▶ [What is being asked]: This exercise calls for every line of the data below with the string "path" in it.

▶ [Exercise data]:
----

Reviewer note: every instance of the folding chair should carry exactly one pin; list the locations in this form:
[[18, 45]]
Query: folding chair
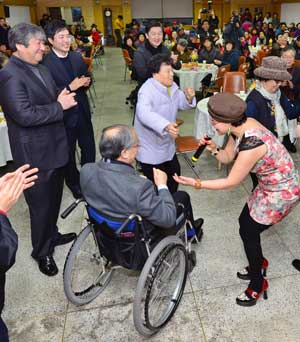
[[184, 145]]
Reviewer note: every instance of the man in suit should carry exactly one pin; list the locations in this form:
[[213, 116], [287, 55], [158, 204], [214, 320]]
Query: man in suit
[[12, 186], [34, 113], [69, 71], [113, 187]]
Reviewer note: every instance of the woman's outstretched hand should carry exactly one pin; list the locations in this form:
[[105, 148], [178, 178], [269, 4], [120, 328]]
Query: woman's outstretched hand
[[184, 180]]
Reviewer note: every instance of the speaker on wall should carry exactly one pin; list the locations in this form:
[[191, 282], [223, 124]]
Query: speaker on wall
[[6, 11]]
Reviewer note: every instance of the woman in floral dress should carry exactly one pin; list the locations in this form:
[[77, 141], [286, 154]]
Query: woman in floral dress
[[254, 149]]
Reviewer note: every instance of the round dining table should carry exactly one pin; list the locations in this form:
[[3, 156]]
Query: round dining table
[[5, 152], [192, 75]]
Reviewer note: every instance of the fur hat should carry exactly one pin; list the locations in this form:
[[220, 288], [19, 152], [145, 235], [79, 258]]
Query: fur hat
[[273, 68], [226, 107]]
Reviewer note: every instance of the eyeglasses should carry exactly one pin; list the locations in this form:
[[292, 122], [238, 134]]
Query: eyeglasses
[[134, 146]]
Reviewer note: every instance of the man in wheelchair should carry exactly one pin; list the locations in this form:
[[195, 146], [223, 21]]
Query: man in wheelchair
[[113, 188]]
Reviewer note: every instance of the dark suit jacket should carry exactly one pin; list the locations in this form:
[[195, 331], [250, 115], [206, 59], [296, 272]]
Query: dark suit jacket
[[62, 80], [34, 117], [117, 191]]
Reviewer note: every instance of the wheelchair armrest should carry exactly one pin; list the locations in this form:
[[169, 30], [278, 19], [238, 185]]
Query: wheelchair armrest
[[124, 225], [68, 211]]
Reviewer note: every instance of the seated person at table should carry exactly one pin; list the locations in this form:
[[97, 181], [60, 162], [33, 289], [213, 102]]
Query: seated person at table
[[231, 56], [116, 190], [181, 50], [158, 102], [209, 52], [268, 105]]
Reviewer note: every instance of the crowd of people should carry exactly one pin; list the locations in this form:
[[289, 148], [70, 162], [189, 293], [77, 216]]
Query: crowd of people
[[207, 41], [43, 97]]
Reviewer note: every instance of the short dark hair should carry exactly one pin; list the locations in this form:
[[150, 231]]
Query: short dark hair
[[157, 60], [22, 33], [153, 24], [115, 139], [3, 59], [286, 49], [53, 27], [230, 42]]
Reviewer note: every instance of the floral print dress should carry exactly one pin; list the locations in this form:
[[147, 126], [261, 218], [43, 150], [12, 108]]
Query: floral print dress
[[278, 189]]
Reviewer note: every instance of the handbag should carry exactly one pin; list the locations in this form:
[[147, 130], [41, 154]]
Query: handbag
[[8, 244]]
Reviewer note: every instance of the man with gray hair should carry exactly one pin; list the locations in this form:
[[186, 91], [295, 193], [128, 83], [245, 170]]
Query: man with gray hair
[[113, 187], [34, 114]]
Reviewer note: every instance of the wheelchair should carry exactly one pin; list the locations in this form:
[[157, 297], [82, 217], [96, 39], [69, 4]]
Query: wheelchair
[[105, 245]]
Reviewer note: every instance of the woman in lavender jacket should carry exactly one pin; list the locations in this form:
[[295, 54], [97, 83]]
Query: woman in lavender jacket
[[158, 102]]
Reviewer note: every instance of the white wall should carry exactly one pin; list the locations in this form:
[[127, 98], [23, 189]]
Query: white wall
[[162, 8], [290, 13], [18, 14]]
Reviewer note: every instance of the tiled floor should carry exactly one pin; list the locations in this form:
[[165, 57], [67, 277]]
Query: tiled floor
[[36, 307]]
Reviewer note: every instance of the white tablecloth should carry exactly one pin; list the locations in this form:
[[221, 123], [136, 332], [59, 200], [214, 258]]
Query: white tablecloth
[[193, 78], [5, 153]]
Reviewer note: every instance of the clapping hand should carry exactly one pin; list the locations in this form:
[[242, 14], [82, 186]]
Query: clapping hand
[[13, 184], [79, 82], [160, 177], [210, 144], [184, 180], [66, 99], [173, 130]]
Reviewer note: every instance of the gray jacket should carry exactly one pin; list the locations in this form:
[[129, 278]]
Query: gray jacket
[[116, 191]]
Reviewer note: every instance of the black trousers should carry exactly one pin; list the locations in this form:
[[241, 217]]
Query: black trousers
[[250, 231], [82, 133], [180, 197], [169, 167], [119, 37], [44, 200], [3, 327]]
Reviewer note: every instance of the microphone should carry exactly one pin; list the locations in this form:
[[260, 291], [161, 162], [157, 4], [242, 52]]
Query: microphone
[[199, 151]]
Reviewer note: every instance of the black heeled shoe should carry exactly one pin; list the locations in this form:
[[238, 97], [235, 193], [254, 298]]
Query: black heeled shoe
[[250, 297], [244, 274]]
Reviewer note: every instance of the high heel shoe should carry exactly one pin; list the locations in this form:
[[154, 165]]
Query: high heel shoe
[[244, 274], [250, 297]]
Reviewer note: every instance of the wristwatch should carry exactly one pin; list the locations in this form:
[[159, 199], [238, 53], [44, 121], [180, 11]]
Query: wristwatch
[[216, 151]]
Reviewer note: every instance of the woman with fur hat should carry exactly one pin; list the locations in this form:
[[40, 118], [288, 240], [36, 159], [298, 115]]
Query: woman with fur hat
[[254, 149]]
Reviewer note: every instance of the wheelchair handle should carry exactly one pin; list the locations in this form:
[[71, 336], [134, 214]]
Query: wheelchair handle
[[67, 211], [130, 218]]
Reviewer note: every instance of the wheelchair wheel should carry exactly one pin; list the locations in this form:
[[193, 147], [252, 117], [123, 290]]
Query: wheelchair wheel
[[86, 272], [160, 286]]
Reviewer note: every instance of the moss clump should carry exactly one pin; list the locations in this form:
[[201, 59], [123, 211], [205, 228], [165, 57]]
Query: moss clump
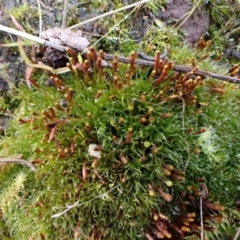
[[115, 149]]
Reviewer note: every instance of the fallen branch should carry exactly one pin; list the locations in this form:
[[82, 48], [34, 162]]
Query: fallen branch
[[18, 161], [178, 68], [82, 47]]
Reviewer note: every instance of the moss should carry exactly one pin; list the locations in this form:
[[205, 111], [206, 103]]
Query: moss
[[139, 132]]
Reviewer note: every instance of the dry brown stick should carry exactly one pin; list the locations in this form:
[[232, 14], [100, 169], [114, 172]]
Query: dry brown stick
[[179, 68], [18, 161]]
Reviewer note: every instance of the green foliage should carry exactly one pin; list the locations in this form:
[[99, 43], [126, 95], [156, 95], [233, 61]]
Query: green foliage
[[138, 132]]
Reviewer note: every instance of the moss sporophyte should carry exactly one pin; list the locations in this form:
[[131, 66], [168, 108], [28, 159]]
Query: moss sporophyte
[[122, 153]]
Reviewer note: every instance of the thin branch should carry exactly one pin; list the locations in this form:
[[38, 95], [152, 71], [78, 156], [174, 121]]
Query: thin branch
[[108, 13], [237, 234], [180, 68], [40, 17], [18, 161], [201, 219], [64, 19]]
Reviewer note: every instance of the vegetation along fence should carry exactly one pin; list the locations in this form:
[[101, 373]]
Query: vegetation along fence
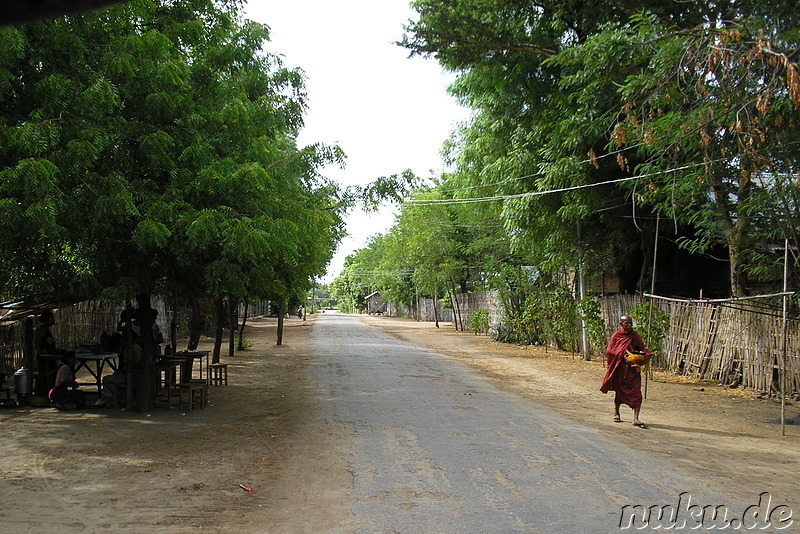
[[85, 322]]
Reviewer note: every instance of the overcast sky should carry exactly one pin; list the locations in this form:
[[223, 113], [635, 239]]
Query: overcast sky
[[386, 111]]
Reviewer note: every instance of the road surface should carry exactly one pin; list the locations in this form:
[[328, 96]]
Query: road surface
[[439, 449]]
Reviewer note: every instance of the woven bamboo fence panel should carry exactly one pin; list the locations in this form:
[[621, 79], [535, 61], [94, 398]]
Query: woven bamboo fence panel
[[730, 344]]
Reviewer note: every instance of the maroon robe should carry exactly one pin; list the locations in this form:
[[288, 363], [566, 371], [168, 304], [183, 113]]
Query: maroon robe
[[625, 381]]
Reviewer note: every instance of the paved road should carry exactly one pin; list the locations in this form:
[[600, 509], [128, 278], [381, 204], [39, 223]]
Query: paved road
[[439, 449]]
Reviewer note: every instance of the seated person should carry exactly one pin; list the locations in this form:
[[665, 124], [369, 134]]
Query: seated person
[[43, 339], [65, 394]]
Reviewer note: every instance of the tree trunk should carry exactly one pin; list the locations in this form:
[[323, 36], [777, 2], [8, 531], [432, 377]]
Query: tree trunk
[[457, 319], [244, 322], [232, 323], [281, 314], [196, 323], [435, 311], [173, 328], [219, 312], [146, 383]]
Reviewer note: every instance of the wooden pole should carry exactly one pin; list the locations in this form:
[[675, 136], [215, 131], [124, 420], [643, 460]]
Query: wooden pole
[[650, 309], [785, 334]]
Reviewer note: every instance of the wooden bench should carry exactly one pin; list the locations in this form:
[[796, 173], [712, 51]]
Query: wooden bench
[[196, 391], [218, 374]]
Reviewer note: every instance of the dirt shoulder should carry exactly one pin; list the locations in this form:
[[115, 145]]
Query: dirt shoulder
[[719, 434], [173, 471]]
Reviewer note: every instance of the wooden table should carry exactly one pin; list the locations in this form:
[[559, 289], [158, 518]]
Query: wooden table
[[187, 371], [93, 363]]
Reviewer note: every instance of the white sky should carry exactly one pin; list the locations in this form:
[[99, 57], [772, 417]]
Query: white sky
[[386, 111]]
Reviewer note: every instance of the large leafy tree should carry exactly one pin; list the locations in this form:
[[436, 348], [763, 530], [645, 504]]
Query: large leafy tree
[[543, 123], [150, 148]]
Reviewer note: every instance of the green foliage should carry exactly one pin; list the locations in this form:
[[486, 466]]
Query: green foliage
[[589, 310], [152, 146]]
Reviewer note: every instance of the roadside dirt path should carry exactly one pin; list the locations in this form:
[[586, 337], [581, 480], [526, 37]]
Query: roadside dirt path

----

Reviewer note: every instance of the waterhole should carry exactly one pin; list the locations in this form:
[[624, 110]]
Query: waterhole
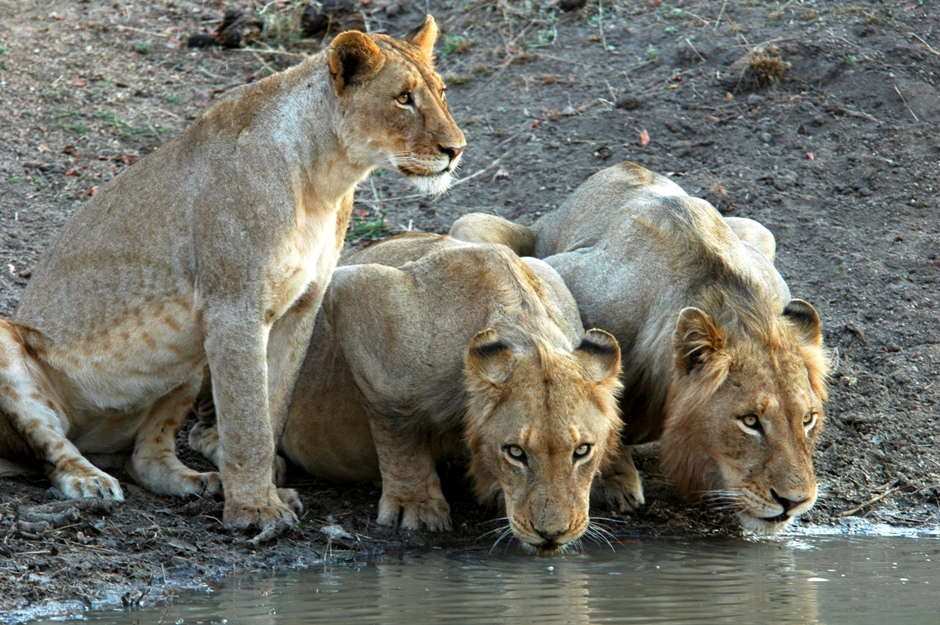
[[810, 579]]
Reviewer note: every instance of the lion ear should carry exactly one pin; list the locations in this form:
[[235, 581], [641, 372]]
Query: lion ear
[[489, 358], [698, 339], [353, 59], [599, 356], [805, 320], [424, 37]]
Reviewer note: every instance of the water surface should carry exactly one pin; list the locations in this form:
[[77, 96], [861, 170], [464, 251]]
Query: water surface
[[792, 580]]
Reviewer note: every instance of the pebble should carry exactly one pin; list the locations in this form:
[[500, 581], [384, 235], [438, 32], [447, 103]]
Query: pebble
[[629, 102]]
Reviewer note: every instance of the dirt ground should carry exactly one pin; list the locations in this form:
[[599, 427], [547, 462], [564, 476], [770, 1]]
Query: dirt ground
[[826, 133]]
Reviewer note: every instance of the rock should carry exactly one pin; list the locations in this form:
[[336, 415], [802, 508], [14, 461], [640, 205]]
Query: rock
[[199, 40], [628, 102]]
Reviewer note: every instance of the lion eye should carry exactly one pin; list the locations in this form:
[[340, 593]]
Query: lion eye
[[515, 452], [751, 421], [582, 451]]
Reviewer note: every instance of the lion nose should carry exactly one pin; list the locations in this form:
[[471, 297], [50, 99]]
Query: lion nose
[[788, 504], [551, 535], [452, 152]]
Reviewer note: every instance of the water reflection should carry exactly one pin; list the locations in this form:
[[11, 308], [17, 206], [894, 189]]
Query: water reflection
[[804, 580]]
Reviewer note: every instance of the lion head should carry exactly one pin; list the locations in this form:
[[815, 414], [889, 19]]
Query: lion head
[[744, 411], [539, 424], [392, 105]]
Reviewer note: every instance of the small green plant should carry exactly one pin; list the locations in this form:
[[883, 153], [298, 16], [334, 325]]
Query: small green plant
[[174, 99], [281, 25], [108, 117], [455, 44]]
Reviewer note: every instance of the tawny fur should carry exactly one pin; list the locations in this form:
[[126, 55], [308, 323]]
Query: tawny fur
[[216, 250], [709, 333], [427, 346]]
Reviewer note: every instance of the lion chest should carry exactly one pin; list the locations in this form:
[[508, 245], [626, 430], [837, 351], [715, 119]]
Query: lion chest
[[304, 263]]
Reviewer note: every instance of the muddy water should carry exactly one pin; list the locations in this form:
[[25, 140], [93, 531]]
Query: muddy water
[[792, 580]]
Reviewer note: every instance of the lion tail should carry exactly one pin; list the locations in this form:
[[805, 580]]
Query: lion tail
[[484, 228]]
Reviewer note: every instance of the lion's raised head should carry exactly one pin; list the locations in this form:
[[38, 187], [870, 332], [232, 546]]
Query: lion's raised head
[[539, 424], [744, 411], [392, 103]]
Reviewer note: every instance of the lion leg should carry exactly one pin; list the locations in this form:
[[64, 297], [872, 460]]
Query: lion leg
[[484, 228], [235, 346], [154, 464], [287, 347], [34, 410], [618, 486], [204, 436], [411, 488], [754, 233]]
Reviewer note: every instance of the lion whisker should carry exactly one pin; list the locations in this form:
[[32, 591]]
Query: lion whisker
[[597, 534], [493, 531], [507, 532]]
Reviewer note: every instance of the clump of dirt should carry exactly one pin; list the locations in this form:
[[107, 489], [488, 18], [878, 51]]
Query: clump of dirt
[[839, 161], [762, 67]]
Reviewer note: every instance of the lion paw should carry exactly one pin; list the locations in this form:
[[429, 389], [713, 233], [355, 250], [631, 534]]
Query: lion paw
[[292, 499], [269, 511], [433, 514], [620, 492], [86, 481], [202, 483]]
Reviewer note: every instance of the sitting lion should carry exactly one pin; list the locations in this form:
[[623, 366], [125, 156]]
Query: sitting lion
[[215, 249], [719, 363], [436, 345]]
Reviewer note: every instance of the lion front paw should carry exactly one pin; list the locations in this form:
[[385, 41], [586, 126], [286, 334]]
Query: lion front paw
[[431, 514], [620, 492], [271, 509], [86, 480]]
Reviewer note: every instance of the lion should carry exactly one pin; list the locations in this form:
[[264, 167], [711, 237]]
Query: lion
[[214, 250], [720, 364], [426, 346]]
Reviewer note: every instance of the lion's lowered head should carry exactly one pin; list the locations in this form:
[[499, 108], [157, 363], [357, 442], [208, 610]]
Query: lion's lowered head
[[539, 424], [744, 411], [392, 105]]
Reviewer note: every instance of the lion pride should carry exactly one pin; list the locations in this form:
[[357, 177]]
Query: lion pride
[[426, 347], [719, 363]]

----

▶ [Task result]:
Reviewer note: every instance of the roadside dirt path should carry exactly one pin; list the locations in this form:
Query: roadside dirt path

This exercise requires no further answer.